- [Aufgaben]:
a: Wie viele Minuten ist der Kasseler Hauptbahnhof laut dem Text über Kassel als Bundessitz vom Bahnhof Wilhelmshöhe entfernt?
b: Führe den Text über Kassel als Bundessitz im Anschluss an seinen letzten Satz fort.

- [Text zur Analyse]:
◇ ◇ ◇ ◇ ◇ ◇ ◇

Das für die Bundesregierung usw. in Aussicht genommene Regierungsviertel liegt in unmittelbarer Nähe und rund um den Fernbahnhof Kassel-Wilhelmshöhe. Dieser selbst ist, wie die Karten und Pläne ausweisen, im Westen der Stadt gelegen. Sämtliche Gebäude der künftigen Regierung liegen vom Bahnhof Wilhelmshöhe nur wenige Geh- nicht Fahrminuten entfernt und sind somit gegebenenfalls auch ohne jedes Verkehrsmittel bequem zu erreichen. Der Kasseler Hauptbahnhof ist vom Bahnhof Wilhelmshöhe nur 7 Minuten entfernt.“

Im vertraulichen Bericht des Abgeordneten Dr. de Chapeaurouge über die Besichtigungsreise des Ausschusses des Parlamentarischen Rates vom 15. Februar 1949 heißt es über Kassel: „Die Altstadt des schönen Kassel ist ganz zerstört und ein trauriger Trümmerhaufen. Der Stadtteil Kassel-West nach Wilhelmshöhe hinaus zeigt aber nur geringe Zerstörungen und bietet für den Bundessitz gewisse Möglichkeiten, die sich in keiner anderen Stadt befinden. Die Stadthalle ist für den allgemeinen Verkehr wiederhergestellt worden und bietet einen ausgezeichneten Sitzungssaal für den Bundestag mit großen sanitären und Restaurationsmöglichkeiten. Desgleichen findet sich im selben Hause ein für die Sitzungen des Bundesrates besonders geeigneter Saal. Für die Unterbringung der Fraktionen und des unmittelbaren Geschäftsbetriebes müssen auf dem Gartengelände der Stadthalle Baulichkeiten errichtet werden, deren Ausführung in kurzen Monaten möglich scheint. Kassel ermöglicht sofort die Aufnahme eines geordneten Parlamentsbetriebes, an dem Veränderungen nicht mehr vorgenommen werden brauchen. Es hat dadurch vor den anderen Städten einen beachtlichen Vorsprung.

◇ ◇ ◇ ◇ ◇ ◇ ◇

- [Datensatzauszüge]:
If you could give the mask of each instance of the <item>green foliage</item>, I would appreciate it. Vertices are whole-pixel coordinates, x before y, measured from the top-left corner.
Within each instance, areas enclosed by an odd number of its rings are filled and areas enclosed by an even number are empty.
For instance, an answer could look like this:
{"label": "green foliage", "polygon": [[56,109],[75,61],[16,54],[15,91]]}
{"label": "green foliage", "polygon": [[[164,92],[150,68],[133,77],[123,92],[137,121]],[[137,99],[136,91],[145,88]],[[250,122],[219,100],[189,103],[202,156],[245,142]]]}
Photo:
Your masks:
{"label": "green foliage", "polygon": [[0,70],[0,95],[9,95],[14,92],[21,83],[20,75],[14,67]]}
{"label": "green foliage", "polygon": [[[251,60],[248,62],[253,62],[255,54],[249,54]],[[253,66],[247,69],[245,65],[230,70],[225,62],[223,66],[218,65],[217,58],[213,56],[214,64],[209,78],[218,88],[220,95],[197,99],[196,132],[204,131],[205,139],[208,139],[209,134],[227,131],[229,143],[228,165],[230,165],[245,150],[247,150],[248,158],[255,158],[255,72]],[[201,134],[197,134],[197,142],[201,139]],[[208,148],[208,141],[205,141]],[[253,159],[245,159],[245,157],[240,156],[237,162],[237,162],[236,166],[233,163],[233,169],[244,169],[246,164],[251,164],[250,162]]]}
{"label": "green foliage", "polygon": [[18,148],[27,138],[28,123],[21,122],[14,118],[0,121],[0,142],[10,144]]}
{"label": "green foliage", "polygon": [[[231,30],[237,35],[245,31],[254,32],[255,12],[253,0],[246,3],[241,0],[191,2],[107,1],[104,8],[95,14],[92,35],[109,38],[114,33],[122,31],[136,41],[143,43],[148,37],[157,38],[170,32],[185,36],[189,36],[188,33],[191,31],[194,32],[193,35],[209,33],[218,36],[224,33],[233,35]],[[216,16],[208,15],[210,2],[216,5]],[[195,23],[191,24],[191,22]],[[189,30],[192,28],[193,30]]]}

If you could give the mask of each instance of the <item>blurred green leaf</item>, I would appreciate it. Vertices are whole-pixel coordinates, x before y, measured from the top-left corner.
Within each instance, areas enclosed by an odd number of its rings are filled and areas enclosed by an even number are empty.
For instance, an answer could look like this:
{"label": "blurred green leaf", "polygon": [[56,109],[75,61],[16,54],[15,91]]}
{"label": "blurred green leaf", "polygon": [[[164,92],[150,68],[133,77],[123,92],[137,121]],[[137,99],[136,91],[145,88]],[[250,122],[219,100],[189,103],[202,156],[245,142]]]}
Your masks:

◇ ◇ ◇ ◇ ◇ ◇ ◇

- [Lösungen]:
a: 7 Minuten

b:
Der Hauptvorteil von Kassel liegt aber darin, dass nur wenige Gehminuten von der Stadthalle das grosse Generalkommando mit etwa 800 Zimmern modern eingerichtet vollkommen frei für Bürozwecke aller Art zur Verfügung steht. Bei der Wahl Kassels würden durch das Vorhandensein der Stadthalle und des Generalkommandos sicher sehr erhebliche Kosten gespart werden.“ (Quelle: BA Koblenz, Parlamentarischer Rat Z 5 Anhang/3 Bl 65-91)

Hätte die Kasseler Bewerbung Erfolg gehabt, wäre der Vordere Westen also zum Regierungsviertel geworden.

Die Hauptstadtbewerbung ist ausführlich dokumentiert in:

Wolfgang Matthäus (Hg.), Der Traum von der Hauptstadt. Wie Kassel 1948/49 verlor, Kassel 2004 (Schriften der Werkstatt Geschichte an der Albert-Schweitzer-Schule Kassel Heft 4)

Das Gesicht der Hauptstadt

Der oben abgebildete Stadtplan 1948 zeigt die zuletzt verfolgten Pläne der Stadt. Ursprünglich waren noch eine Reihe von anderen Gebäuden im Stadtteil für Zwecke einer Bundeshauptstadt vorgesehen.

Generalkommando

Das Generalkommando spielte wie die Stadthalle eine entscheidende Bedeutung bei der Bewerbung. Es wurde nach dem Krieg zunächst als Hospital der amerikanischen Besatzungsstreitkräfte genutzt, dann als Stadtkrankenhaus. Vorgesehen war es nicht nur für den Bundeskanzler, sondern auch für Ministerien. Der Präsident des Bundestages sollte nach den anfänglichen Planungen im Wohngebäude am Generalkommando wohnen.

"Villa Locomuna"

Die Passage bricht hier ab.